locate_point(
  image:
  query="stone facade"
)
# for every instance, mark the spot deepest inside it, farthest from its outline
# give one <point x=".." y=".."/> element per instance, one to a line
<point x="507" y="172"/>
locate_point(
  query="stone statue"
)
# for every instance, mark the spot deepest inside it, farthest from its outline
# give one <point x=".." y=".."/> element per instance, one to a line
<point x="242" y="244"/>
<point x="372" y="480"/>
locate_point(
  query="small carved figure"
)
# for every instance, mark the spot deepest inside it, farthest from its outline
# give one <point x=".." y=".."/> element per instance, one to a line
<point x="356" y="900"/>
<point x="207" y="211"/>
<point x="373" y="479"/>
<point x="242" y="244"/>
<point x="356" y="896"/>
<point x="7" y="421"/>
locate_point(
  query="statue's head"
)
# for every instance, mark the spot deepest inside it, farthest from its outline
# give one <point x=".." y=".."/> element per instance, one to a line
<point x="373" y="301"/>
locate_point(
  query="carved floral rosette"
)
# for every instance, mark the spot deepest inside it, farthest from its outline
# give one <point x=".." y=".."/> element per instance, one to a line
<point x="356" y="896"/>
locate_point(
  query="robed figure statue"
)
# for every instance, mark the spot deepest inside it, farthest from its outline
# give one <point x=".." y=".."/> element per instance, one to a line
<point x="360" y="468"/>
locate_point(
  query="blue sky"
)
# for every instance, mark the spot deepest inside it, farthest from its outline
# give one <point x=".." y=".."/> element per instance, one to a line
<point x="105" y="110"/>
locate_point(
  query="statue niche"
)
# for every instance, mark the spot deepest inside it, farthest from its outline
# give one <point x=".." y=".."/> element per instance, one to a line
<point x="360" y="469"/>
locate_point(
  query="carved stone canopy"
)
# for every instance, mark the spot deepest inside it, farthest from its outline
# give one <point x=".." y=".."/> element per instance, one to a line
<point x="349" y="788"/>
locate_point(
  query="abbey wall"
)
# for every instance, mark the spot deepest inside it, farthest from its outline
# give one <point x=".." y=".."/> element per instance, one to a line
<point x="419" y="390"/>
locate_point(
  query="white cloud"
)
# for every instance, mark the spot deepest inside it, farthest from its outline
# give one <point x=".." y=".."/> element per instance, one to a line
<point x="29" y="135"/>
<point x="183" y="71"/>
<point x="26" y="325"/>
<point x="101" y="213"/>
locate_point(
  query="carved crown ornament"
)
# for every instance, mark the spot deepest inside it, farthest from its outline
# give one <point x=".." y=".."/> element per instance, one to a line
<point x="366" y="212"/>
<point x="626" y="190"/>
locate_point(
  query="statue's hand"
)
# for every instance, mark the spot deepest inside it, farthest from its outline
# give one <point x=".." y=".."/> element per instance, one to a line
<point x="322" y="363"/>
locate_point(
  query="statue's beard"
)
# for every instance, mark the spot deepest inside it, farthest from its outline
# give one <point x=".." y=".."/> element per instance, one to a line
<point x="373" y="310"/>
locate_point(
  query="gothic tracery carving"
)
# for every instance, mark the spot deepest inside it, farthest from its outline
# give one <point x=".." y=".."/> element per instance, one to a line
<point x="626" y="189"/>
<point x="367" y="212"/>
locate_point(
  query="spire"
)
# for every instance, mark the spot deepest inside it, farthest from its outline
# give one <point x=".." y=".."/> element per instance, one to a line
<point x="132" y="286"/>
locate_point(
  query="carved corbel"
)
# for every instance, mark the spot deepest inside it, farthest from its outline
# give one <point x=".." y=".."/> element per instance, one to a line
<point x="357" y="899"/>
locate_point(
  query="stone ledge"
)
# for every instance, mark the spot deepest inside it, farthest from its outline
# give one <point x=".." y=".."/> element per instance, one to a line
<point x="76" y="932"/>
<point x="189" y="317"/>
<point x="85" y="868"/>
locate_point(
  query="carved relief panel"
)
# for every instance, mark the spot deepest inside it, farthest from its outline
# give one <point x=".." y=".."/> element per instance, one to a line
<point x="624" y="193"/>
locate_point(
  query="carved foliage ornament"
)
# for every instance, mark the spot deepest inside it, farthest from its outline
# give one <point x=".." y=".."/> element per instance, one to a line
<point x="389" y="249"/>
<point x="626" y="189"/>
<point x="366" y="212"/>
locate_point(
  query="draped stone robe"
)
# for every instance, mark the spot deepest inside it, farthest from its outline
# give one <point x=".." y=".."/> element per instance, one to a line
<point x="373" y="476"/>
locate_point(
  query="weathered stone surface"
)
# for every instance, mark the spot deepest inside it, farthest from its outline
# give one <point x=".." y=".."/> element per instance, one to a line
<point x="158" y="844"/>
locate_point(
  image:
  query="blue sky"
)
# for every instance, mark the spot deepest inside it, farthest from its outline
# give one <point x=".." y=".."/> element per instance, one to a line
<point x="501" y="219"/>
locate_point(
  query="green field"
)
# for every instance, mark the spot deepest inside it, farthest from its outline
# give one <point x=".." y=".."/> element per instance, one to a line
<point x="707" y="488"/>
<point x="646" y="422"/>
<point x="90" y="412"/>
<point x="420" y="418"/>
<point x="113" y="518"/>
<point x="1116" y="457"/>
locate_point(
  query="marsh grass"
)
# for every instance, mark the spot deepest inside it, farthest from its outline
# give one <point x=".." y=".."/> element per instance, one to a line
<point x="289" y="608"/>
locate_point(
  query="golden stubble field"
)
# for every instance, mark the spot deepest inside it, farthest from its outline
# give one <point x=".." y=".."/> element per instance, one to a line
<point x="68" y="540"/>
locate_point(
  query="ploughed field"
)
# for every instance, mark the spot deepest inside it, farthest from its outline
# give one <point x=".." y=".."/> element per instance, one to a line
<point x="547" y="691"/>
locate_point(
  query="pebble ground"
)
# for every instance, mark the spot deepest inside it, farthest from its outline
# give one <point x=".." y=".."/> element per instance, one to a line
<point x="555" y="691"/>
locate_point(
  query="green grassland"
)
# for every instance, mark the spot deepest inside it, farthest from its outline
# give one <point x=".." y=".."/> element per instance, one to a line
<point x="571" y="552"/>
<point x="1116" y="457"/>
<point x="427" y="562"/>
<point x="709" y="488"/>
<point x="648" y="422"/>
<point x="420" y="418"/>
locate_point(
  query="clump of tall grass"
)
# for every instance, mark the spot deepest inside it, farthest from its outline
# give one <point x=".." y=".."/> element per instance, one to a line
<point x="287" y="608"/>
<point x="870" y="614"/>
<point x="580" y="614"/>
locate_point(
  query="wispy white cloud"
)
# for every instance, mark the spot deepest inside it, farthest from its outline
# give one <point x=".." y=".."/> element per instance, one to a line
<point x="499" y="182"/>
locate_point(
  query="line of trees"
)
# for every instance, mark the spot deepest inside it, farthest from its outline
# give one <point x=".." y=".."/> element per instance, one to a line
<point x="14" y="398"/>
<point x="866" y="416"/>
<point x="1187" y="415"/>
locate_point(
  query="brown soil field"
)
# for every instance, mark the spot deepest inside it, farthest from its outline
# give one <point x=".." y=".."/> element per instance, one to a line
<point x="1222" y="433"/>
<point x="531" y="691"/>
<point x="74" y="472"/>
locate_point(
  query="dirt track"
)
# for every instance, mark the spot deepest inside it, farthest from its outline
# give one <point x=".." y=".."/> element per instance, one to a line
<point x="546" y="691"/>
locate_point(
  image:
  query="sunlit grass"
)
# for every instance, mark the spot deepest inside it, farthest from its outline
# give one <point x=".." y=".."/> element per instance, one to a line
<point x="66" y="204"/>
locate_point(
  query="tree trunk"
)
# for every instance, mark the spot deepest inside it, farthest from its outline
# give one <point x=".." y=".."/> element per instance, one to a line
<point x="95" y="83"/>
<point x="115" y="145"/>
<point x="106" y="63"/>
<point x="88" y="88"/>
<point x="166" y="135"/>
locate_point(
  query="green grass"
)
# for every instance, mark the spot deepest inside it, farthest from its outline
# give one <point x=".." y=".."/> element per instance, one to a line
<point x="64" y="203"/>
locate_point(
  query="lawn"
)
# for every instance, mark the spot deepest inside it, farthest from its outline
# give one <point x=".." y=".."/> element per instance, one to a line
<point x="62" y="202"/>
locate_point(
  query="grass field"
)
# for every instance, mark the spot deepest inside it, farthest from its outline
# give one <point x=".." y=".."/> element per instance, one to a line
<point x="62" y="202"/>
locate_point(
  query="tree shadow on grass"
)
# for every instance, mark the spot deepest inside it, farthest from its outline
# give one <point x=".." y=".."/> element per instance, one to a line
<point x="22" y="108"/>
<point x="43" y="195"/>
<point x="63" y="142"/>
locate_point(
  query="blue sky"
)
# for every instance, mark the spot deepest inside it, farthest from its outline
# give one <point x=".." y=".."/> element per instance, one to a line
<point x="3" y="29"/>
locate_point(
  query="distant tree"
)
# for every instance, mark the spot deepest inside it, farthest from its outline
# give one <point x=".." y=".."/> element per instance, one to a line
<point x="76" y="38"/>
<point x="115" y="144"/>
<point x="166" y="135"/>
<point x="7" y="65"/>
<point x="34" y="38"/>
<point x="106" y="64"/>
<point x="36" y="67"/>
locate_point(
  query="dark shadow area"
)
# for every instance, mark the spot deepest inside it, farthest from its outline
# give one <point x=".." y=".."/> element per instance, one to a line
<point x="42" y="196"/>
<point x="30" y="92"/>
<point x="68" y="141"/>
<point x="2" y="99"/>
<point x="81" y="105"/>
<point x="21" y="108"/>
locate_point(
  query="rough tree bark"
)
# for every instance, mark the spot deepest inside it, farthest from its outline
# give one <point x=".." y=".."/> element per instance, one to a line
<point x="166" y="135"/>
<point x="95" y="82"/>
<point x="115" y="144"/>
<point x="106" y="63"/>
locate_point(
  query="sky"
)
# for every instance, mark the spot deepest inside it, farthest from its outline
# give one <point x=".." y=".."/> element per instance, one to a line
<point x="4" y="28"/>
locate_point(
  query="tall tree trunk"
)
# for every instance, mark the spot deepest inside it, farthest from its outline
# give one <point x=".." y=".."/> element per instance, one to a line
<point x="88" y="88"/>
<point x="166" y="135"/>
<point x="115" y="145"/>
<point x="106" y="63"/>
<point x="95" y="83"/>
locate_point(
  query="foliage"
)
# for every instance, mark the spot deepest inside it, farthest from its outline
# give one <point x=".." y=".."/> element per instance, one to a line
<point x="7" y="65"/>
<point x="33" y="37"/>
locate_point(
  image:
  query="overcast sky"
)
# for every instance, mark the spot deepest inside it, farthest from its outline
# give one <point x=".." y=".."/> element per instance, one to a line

Requirement:
From the records above, pull out each line that contains the word "foliage" and list those lines with nothing else.

The completed task:
  query="carved foliage ornament"
  query="foliage"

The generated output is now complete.